**EXERCISE**
Find every line below with the string "wedding" and pick it out.

┌──

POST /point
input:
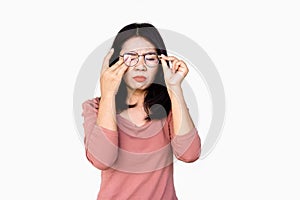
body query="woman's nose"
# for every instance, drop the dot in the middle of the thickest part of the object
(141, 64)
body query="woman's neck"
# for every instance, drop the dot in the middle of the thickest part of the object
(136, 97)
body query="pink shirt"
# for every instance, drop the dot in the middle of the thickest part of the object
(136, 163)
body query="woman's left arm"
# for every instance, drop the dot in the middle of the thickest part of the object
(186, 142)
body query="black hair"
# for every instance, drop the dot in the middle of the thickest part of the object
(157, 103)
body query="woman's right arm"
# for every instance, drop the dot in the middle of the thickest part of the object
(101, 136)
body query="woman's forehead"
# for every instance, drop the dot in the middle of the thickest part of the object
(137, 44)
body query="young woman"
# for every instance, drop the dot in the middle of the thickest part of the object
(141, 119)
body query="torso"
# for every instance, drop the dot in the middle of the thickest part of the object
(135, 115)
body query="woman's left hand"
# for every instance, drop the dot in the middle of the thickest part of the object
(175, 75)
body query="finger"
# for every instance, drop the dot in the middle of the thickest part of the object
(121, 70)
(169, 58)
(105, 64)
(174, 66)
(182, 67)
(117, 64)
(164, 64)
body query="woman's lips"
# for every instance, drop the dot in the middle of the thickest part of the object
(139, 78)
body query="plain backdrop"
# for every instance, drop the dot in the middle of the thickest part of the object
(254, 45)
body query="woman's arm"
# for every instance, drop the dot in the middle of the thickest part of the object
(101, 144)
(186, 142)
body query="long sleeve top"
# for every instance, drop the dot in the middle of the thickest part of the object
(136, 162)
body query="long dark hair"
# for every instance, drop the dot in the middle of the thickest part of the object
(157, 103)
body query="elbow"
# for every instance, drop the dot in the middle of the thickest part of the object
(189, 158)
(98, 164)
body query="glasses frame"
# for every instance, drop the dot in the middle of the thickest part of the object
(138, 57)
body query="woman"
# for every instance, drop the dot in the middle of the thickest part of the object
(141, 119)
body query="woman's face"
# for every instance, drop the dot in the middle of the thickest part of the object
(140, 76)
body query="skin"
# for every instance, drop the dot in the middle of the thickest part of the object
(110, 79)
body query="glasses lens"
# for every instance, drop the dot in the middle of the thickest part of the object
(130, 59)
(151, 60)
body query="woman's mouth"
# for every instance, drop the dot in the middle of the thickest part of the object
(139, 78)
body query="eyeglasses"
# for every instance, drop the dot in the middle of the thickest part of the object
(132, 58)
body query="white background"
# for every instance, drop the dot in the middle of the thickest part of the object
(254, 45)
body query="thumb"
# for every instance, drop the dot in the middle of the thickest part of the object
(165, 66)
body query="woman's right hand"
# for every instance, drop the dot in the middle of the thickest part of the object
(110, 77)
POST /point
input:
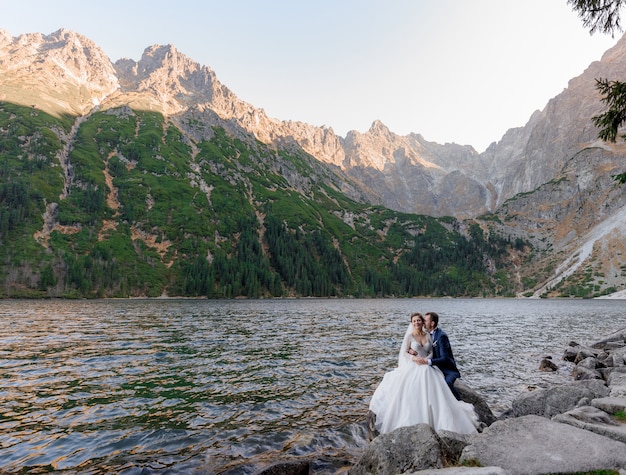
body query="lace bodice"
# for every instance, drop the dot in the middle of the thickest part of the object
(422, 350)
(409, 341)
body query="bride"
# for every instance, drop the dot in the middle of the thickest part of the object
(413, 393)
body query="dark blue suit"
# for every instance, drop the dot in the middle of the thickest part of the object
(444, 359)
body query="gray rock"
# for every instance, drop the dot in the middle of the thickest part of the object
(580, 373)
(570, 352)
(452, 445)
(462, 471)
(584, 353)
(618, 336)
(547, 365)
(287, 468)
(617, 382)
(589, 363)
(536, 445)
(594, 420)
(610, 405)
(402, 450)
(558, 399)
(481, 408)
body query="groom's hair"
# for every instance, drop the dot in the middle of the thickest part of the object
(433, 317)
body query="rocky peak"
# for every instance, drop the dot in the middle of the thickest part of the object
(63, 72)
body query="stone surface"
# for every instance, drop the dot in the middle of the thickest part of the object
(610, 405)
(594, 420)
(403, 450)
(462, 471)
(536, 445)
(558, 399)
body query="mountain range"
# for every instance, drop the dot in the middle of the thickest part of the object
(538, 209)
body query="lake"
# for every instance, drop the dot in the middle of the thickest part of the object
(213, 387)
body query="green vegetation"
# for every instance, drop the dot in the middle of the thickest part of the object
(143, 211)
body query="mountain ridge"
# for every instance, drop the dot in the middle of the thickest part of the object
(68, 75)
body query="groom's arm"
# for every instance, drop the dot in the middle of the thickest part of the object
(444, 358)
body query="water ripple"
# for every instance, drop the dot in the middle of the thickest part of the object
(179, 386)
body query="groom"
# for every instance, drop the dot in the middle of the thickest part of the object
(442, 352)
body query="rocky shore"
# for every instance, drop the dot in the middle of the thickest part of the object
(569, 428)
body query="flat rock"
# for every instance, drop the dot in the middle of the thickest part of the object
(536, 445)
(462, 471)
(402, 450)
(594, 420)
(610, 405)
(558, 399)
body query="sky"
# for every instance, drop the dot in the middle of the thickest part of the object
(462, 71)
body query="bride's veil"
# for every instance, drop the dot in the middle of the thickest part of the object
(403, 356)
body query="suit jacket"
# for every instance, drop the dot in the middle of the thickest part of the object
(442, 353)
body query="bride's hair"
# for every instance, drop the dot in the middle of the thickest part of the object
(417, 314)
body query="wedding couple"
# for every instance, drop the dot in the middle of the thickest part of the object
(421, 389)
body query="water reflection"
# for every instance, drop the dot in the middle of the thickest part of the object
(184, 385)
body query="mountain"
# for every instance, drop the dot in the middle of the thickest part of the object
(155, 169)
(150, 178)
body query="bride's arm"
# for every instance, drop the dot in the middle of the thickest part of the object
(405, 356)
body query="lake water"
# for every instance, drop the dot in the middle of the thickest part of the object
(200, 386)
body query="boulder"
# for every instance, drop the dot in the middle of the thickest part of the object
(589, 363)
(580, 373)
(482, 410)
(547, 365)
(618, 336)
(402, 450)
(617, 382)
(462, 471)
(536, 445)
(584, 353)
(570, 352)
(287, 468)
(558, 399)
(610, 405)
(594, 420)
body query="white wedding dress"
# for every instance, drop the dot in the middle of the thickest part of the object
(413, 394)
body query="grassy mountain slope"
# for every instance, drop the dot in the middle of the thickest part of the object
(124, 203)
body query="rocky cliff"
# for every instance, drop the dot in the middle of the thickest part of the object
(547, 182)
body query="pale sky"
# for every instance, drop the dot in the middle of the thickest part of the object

└──

**SOLVED PROBLEM**
body query="wedding couple"
body query="white wedding dress"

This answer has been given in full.